----- Datos proporcionados -----

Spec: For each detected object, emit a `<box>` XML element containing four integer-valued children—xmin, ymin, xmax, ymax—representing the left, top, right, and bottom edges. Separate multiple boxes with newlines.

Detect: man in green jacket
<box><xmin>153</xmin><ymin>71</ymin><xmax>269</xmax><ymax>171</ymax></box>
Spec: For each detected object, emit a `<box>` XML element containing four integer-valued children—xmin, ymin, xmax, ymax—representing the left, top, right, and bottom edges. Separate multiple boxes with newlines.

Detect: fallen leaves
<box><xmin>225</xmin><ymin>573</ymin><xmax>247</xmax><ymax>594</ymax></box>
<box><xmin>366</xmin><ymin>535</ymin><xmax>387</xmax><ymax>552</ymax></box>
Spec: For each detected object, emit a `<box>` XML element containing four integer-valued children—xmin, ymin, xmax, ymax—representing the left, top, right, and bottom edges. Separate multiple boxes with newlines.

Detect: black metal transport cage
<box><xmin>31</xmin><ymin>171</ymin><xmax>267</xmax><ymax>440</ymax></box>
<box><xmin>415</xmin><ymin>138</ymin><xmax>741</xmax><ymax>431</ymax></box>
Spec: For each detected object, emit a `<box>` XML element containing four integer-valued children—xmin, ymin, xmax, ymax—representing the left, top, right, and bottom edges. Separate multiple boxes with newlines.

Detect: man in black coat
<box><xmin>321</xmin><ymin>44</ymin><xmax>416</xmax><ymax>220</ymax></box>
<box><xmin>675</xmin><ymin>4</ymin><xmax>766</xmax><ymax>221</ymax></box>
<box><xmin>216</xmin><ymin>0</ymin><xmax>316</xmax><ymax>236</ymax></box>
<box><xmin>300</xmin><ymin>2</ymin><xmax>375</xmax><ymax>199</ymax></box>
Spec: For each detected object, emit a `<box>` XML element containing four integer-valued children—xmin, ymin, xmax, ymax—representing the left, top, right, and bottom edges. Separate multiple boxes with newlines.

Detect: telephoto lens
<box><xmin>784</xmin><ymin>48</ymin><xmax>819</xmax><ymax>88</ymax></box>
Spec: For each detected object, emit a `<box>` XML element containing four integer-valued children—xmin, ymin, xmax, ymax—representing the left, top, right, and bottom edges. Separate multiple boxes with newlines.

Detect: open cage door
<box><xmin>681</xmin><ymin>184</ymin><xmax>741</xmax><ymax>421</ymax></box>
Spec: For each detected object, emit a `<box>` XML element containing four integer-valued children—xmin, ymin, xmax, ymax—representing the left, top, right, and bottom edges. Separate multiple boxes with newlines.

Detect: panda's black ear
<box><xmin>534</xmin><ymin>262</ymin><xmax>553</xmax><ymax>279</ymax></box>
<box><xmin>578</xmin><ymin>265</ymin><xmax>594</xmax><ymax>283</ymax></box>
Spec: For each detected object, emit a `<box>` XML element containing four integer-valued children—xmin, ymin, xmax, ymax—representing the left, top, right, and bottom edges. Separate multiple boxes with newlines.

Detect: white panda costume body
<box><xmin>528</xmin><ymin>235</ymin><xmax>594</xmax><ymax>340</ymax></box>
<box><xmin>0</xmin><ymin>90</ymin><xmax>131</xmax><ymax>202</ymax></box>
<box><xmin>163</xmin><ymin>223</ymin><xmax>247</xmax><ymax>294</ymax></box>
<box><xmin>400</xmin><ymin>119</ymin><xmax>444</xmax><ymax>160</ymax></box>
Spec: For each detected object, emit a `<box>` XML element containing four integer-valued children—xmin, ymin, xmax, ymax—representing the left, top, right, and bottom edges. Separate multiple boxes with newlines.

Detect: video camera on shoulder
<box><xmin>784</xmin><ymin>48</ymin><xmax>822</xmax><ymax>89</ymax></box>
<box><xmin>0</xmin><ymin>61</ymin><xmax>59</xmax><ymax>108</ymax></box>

-----

__Tu tarea__
Edita todas las filas de arriba reemplazando "Spec" por "Rule" y deja intacto todo lo demás.

__Solución propuesta__
Rule: For each detected object, emit a `<box>` XML element containing four integer-valued children—xmin, ymin, xmax, ymax—representing the left, top, right, and bottom edges. Separate multiple boxes with newlines.

Detect: man in green jacket
<box><xmin>153</xmin><ymin>71</ymin><xmax>269</xmax><ymax>171</ymax></box>
Rule: For each detected object, emit a `<box>` XML element containing four integer-valued children—xmin, ymin, xmax, ymax—representing the left, top, right, and bottom edges. Separate multiple boxes with newlines.

Detect: fallen leaves
<box><xmin>225</xmin><ymin>573</ymin><xmax>247</xmax><ymax>594</ymax></box>
<box><xmin>366</xmin><ymin>535</ymin><xmax>387</xmax><ymax>552</ymax></box>
Rule: For each detected object, emit a `<box>` XML element containing four integer-valued children—xmin, ymin, xmax, ymax—representing the left, top, right, and bottom edges. Separate multiple boxes with newlines.

Detect: black metal transport cage
<box><xmin>31</xmin><ymin>171</ymin><xmax>267</xmax><ymax>440</ymax></box>
<box><xmin>415</xmin><ymin>138</ymin><xmax>741</xmax><ymax>431</ymax></box>
Rule: For each detected object, emit a `<box>` XML element containing four integer-valued children—xmin, ymin, xmax, ymax—representing the left, top, right, and bottom edges. Separate multiple boxes with newlines.

Detect: man in black coat
<box><xmin>321</xmin><ymin>44</ymin><xmax>416</xmax><ymax>220</ymax></box>
<box><xmin>675</xmin><ymin>4</ymin><xmax>766</xmax><ymax>221</ymax></box>
<box><xmin>216</xmin><ymin>0</ymin><xmax>316</xmax><ymax>236</ymax></box>
<box><xmin>300</xmin><ymin>2</ymin><xmax>375</xmax><ymax>199</ymax></box>
Rule: For each detected object, emit a `<box>` XML element containing four integer-valued children—xmin, ymin, xmax, ymax—representing the left, top, right, and bottom edges. Separate multiple boxes with newlines.

Detect: telephoto lens
<box><xmin>784</xmin><ymin>48</ymin><xmax>819</xmax><ymax>88</ymax></box>
Rule: For each detected object, emit a `<box>` XML element containing four integer-valued children—xmin, ymin, xmax, ymax—representing the left, top, right, and bottom edges. Separate multiple boxes with newlines.

Detect: open cage door
<box><xmin>681</xmin><ymin>184</ymin><xmax>741</xmax><ymax>421</ymax></box>
Rule: For each detected object, emit a `<box>` XML element containing four integer-valued children—xmin, ymin, xmax, ymax—representing the left, top, right, and bottom edges. Separate multiple boxes with newlines.

Detect: panda's black ear
<box><xmin>534</xmin><ymin>262</ymin><xmax>553</xmax><ymax>279</ymax></box>
<box><xmin>578</xmin><ymin>265</ymin><xmax>594</xmax><ymax>283</ymax></box>
Rule: For each detected object, emit a `<box>` XML element containing four integer-valued children—xmin, ymin, xmax, ymax—representing the left, top, right, and bottom edges. Separate multiple boxes with newlines.

Detect: white panda costume body
<box><xmin>528</xmin><ymin>235</ymin><xmax>594</xmax><ymax>340</ymax></box>
<box><xmin>0</xmin><ymin>90</ymin><xmax>131</xmax><ymax>202</ymax></box>
<box><xmin>163</xmin><ymin>223</ymin><xmax>247</xmax><ymax>294</ymax></box>
<box><xmin>400</xmin><ymin>119</ymin><xmax>444</xmax><ymax>160</ymax></box>
Rule: For each detected object, emit a `<box>` XML element containing four integer-valued children—xmin, ymin, xmax, ymax—representing the left, top, right, and bottom edges. Separate multiple boxes with newlines.

Detect: video camera on shoulder
<box><xmin>784</xmin><ymin>48</ymin><xmax>822</xmax><ymax>89</ymax></box>
<box><xmin>0</xmin><ymin>61</ymin><xmax>59</xmax><ymax>108</ymax></box>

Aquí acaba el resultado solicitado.